### Records for the exercise
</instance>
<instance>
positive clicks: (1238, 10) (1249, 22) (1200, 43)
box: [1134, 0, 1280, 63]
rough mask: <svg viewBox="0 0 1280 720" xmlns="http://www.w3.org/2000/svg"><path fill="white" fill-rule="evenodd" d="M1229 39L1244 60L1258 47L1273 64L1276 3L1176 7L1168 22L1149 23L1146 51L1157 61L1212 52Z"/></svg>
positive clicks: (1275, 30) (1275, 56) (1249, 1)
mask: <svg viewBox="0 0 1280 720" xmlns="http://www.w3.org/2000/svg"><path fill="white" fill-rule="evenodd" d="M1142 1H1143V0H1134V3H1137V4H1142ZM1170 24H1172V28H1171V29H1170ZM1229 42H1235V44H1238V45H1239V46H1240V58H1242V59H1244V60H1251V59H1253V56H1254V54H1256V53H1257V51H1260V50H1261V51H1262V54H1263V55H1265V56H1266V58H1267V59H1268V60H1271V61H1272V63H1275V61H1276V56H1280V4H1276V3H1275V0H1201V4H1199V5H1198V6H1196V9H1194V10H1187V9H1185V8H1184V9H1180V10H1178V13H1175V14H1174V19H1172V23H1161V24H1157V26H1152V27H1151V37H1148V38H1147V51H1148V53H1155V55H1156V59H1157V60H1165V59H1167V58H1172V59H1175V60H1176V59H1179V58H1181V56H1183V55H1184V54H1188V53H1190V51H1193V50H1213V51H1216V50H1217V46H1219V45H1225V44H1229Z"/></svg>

### Problem requirements
Output every line from the beginning of the entries down through the line containing "box: [1134, 0, 1280, 63]", inclusive, as a JSON list of strings with one string per line and blank lines omitted.

### Solution for this task
[
  "</instance>",
  "<instance>",
  "positive clicks: (1238, 10) (1249, 22) (1200, 43)",
  "box: [1134, 0, 1280, 63]"
]